▶ [DATASET ROWS]:

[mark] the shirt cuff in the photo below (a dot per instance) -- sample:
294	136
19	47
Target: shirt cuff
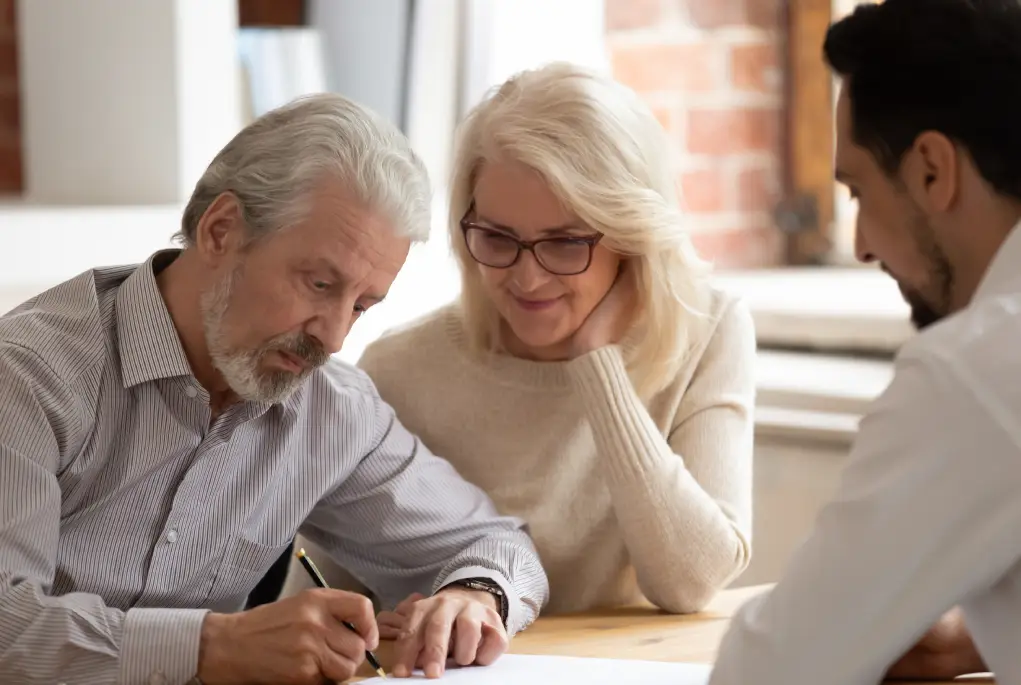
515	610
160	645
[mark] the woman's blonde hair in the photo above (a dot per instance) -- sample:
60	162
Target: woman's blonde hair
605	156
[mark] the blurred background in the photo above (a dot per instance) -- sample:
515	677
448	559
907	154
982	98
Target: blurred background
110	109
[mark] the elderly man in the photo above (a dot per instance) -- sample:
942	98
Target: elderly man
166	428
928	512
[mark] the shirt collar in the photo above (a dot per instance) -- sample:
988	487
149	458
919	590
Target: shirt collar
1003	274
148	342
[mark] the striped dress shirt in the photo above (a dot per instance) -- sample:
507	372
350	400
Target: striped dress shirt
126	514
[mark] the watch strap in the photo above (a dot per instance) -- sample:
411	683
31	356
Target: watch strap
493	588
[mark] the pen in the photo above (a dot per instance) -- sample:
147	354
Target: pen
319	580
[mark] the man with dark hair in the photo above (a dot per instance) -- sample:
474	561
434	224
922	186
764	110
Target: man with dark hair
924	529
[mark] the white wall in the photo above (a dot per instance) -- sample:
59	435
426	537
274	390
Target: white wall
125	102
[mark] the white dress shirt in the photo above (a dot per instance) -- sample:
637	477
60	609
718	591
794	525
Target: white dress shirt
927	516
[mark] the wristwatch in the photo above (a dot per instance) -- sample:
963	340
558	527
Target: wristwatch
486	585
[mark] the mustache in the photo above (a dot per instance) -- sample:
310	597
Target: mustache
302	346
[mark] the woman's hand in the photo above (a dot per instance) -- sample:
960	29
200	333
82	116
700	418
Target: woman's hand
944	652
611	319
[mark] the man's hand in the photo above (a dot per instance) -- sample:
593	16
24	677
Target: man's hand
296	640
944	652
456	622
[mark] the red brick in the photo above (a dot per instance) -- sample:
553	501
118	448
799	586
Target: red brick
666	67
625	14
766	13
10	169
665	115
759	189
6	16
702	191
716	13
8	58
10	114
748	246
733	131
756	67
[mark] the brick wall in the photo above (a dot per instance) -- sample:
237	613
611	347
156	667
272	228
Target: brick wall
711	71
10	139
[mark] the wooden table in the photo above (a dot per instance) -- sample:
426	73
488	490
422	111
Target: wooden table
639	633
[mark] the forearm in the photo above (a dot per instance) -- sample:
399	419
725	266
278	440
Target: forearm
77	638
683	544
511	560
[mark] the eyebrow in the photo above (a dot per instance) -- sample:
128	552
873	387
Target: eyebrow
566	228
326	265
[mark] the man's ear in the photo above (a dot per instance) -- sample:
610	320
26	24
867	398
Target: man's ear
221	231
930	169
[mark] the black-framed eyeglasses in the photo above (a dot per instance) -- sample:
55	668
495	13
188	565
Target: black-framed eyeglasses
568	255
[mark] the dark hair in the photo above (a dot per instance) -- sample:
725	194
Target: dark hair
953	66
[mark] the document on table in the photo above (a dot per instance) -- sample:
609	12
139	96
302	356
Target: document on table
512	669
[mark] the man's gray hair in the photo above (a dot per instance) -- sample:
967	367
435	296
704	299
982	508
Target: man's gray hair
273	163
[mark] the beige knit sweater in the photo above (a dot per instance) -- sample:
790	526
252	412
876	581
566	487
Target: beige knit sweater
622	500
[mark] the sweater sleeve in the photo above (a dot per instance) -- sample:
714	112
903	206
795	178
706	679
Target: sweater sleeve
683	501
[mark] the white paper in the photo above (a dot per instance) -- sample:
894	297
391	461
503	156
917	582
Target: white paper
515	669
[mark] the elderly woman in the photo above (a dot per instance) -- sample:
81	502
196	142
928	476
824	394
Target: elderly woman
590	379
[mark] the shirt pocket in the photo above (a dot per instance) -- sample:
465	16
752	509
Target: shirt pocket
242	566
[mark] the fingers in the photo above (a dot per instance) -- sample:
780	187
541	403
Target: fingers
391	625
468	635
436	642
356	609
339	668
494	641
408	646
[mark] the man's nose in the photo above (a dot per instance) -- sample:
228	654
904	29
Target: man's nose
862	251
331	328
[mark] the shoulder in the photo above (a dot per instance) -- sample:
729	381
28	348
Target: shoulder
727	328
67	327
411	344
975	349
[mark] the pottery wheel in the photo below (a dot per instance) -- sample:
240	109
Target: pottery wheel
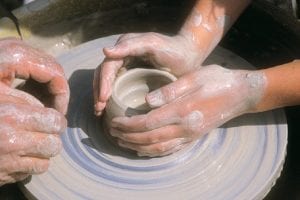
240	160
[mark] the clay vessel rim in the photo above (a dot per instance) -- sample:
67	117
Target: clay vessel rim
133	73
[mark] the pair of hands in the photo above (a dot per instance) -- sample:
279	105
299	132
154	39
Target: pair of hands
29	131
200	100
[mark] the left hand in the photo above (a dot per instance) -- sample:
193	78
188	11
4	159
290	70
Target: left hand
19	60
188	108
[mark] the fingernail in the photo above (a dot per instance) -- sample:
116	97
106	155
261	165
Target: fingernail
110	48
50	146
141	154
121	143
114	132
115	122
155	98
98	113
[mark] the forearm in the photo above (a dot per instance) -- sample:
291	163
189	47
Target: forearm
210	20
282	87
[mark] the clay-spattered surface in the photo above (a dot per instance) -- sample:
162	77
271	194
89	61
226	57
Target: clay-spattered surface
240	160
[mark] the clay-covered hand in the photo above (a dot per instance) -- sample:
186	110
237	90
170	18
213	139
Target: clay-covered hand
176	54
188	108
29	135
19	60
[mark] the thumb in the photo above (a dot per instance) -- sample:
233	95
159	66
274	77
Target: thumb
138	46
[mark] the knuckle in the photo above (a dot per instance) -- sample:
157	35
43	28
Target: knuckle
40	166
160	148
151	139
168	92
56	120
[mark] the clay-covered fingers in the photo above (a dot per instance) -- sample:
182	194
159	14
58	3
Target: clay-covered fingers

▶ [THE TASK]: Copy the data again, starting with the line that contains "[mark] the clay-spattered" and continuing through the end of the data, both ends included, with the requests kept. Multiply each answer coordinate by 1.65 and round it to a whole number, rounding halves up, but leave the numbers in the requests and their samples unchanged.

▶ [EXERCISE SOLUTION]:
[mark] the clay-spattered surface in the photo above (a dot per instance) -- sample:
162	77
271	194
89	61
226	57
Target: clay-spattered surface
396	264
[mark] the clay-covered hand in the photo above (a dot per instance) -- sample:
186	110
237	90
170	18
213	139
Target: clay-covered hand
290	89
310	178
48	223
31	99
[mark] the thumb in the photo above (a dot per instance) -- sample:
233	95
159	66
274	77
Target: thumb
228	76
[mark] the knuckle in the photo above (a dot per instance) -- sample:
157	35
43	28
Target: knuckle
66	274
264	244
249	229
277	152
92	198
[mark] the clay-covered fingers in the photo above (a dot per instance) -- sample:
182	194
159	14
58	3
Target: clay-covered fingers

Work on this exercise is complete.